▶ [Exercise passage]:

The mean of 5-fold cross-validated NMI for clustering the Gasch stress conditions for specified minimum path lengths.

The structure of the 3M model for clustering the Gasch yeast stress conditions is presented in Figure 3. Figure 3 contains two tables where the right table is a heat map of the clustering confusion matrix with the known stress conditions on the top axis and the 3M cluster labels on the right axis. The numbers within each cell are the number of pathways for each stress condition that occur within each 3M cluster. The left table is a heat map of the pathway structure for each 3M component. The top axis shows the KEGG metabolic pathways, compounds and reactions, the bottom axis shows the genes. The number within each cell is probability of each gene within each 3M component. To improve the clarity of the display in Figure 3, all θ parameters less than 0.3 were removed and then only columns with more than one valid θ parameter were retained. The complete image is presented in Figure 1 of the Supplementary Material. From observation of the confusion matrix and the component similarities in Figure 3, we identify six related components with common structure. We now discuss each separately.

Fig. 3.
The 3M pathway clustering results for clustering yeast stress conditions. (A) Represents the cluster structure annotated by KEGG pathway, to compound, reaction, from compound on the top axis and gene on the bottom axis. (B) represents the confusion matrix ...

▶ [Data block]:

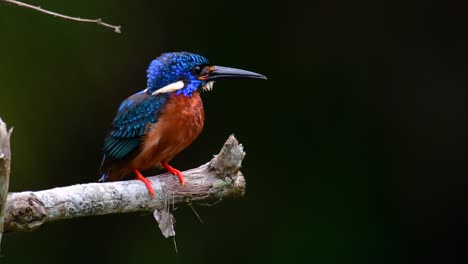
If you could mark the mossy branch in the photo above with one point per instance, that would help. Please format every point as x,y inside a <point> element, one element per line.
<point>218,179</point>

▶ [Work to be completed]:
Decide whether each statement agrees with the passage on 3M clustering of yeast stress conditions. Answer yes or no, and quote the words from the passage that decide it.
1. In the confusion matrix heat map, the known stress conditions run along the top axis.
2. To make Figure 3 clearer, all θ parameters below 0.5 were removed.
3. Six related components with common structure are identified.

▶ [Written response]:
1. Yes: "with the known stress conditions on the top axis and the 3M cluster labels on the right axis"
2. No: "all θ parameters less than 0.3 were removed"
3. Yes: "we identify six related components with common structure"